▶ Work to complete:
Rewrite all of the data below with "integer pixel coords" swapped for "whole-number pixel coordinates" everywhere it appears, changing nothing else, and leave the pictures out of your answer.

▶ Input rows:
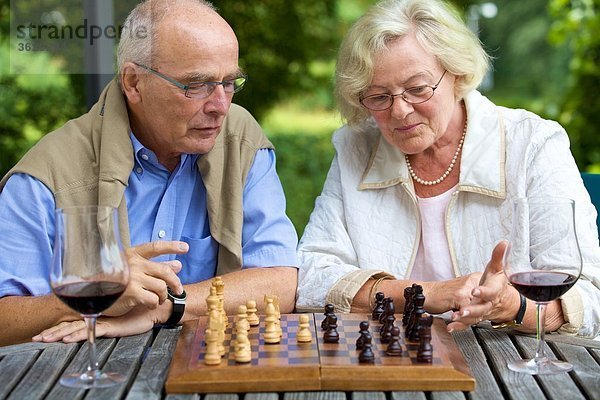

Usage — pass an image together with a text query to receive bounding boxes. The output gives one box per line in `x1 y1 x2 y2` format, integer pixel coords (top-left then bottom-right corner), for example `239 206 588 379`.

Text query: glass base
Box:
508 358 573 375
60 372 125 389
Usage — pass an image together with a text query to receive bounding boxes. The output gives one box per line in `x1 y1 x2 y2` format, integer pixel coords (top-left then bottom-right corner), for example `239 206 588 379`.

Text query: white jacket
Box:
296 91 600 337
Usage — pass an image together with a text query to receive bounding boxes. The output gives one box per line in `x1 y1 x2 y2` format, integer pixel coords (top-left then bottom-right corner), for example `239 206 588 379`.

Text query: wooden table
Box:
0 324 600 400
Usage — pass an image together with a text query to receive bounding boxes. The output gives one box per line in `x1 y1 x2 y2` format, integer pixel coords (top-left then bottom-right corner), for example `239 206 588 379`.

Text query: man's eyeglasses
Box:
134 62 248 99
359 70 446 111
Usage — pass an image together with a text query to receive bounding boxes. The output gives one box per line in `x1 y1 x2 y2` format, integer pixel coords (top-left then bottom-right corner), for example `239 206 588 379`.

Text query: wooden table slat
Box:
127 328 181 400
8 343 79 400
45 339 116 400
431 392 465 400
392 392 427 400
352 392 385 400
552 343 600 398
452 329 502 400
283 392 346 400
0 350 41 399
477 329 545 399
515 336 585 400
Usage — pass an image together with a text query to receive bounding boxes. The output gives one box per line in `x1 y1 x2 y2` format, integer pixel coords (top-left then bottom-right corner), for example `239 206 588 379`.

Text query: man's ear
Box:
119 62 143 104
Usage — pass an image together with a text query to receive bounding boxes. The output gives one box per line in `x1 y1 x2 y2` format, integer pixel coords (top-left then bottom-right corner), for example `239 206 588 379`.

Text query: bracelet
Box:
369 275 394 310
490 293 527 329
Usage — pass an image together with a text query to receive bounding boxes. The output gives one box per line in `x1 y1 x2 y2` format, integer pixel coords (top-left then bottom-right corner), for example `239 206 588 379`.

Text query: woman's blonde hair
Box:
335 0 490 125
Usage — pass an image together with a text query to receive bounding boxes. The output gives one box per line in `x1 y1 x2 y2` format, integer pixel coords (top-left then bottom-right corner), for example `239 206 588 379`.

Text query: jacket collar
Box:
358 91 506 198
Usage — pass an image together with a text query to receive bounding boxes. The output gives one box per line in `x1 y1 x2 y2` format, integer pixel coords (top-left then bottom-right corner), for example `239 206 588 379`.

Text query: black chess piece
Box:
407 286 425 342
417 313 433 364
371 292 385 321
385 326 402 357
356 321 371 350
321 304 334 330
402 286 413 326
379 297 391 324
358 332 375 363
323 314 340 343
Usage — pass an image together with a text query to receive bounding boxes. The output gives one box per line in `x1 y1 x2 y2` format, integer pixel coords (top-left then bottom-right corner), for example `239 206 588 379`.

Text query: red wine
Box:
509 271 577 302
53 281 126 315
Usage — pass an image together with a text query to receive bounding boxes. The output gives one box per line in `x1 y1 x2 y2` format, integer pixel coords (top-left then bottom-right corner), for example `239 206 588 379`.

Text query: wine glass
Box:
50 206 129 388
504 197 582 375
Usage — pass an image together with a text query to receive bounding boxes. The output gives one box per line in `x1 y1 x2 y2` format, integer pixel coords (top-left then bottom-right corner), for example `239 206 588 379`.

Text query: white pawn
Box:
264 298 281 344
235 304 250 334
204 328 221 365
246 300 260 326
235 326 252 363
296 314 312 343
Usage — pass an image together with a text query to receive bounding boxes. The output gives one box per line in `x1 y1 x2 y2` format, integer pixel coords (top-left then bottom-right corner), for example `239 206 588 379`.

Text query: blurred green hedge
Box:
269 132 334 237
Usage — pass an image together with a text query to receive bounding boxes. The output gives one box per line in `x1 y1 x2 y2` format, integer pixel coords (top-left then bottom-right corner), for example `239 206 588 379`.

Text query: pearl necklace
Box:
404 120 467 186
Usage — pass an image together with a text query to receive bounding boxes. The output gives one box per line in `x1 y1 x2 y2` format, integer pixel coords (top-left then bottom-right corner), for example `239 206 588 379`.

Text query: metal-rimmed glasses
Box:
134 62 248 99
359 70 446 111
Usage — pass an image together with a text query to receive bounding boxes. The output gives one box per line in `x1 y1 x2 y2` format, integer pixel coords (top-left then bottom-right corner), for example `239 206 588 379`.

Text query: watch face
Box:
167 287 187 301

▶ Reply to the exercise:
Usage — pass an image together with a text query to receive bounding boxes. The output gives one box per line in `x1 y1 x2 y2` format, whole-number pixel coordinates (top-left then bottom-right corner), for example `239 206 588 379`.

Text query: glass base
Box:
508 358 573 375
60 372 125 389
Usage — pass an image together with a text query to receive bounding boxes. The output gives one box per line in `x1 y1 x2 y2` format, whole-number pixel coordinates (top-left then bottom-right corner), for example `239 206 588 379`.

Text query: white jacket
Box:
296 91 600 337
Usage — pass an image together with a text query to receive bounding boxes. The output gives one box per line in `x1 y1 x2 y2` format, whole-number pixel coordinates (top-left then bottom-right corner), for example `239 206 588 379`.

Text query: wooden table
Box:
0 324 600 400
Usage — pass an image together with a text query to receive bounding boxes. The output gives one box per line in `x1 y1 x2 y2` format, whole-number pixel coordinates (top-left then bottom-right corner), for example `239 206 588 379`.

Text query: man's eyeglasses
Box:
134 62 248 99
359 70 446 111
Usage — pass an image together with a text query to receive bounding boxes. The output gives one box per line in `x1 y1 x2 y2` format, whole-number pixel coordinates (top-left then bottom-right corner), for example `239 206 588 379`.

Text query: wooden table slat
Box:
127 328 181 400
8 343 79 400
45 339 116 400
431 392 465 400
392 392 427 400
352 392 385 400
552 343 600 398
452 329 502 400
283 392 346 400
0 350 41 399
477 329 545 399
515 336 585 400
Usage — pass an image together with a text query to receive bounding boxes. The output gives one box per line in `x1 y1 x2 y2` format, whole-number pixel coordinates (top-left then bottom-right corner), for example `239 206 588 379`.

Text query: man's ear
Box:
119 62 143 104
Usage — pass an image together with a text query to receive bounding boxes. The output gives one box per line in `x1 y1 x2 y2` format, whole-number pixel coordinates (top-left then bottom-right corner), for example `239 206 588 379`.

Text query: bracelet
Box:
369 275 394 310
490 293 527 329
Usage — pass an image together with a text query to receive bounding boxes. The output gives one box per line in `x1 y1 x2 y2` format, whole-number pixel coordinates (top-left then bottom-right corner), for example `239 206 588 379`.

Text query: woman's blonde hair
Box:
335 0 490 125
Usage — pass an image together with a text query to receive bounding boxes. The output gives one box per line in `x1 y1 x2 y2` format, whole-number pixel coordinates (top-left then bottom-right corner), for example `239 206 588 379`.

Text query: jacket collar
Box:
358 91 506 198
Usage — pass an image together with a text query to receive bounding boxes. The output gives one box per line in `x1 y1 x2 y2` format, whole-number pixel coordinates (top-left then bottom-right corner), for example `239 206 588 379`.

Text query: black chess piece
Box:
407 286 425 342
417 313 433 364
371 292 385 321
385 326 402 357
356 321 371 350
321 304 334 330
402 286 413 326
379 297 391 324
358 332 375 363
323 314 340 343
Usage — pass an image together with a text query to receive bounding boxes. The output gives one box per line in `x1 y1 x2 y2` format, whole-number pixel coordinates (top-left then bottom-right corner), for example `239 206 588 379`.

Text query: red wine
Box:
509 271 577 302
53 281 126 315
Usage — pass an image together with a text query to receive bounding boxes. The output gives one box per line in `x1 y1 x2 y2` format, whole-number pixel coordinates (top-left then bottom-right corner), for example `239 206 588 379`.

Text query: wine glass
Box:
50 206 129 388
504 197 582 375
Usage — pass an image together with a text query to receive bounding boxes. The output gives one box per line in `x1 y1 x2 y2` format, whole-number pixel coordinates (top-left then bottom-right corner), for example `239 206 588 379`.

Text query: white pawn
Box:
264 298 281 344
235 304 250 334
204 328 221 365
246 300 260 326
235 326 252 363
296 314 312 343
Usage — pass an image together with a text query to receive bounding boxes. The output gives one box per line in `x1 y1 x2 y2` format, whole-number pixel coordinates (top-left then bottom-right corner), for example `239 206 588 379`.

Text query: blurred green hedge
Box:
269 132 334 237
Usage — pass an image together with a text query to receive bounding boxes. The output gives one box per line in `x1 y1 x2 y2` format, whole-number pixel coordinates (top-left then bottom-right corner), for example `239 206 588 379`.

Text query: pearl necklace
Box:
404 120 467 186
Usage — pass an image together with a text query to receive bounding boxes. The output gives one box per line in `x1 y1 x2 y2` format, whole-number pixel coordinates (top-left then bottom-right corner), for example `239 206 588 379`.

Text query: metal-rimmed glasses
Box:
134 62 248 99
359 70 446 111
Usage — pass an image together with a text query to receive bounding boxes. The output gives one box per line in `x1 y1 x2 y2` format, whole-number pixel coordinates (top-left then bottom-right corner), for example `239 206 588 379`.

Text query: watch face
Box:
167 287 187 301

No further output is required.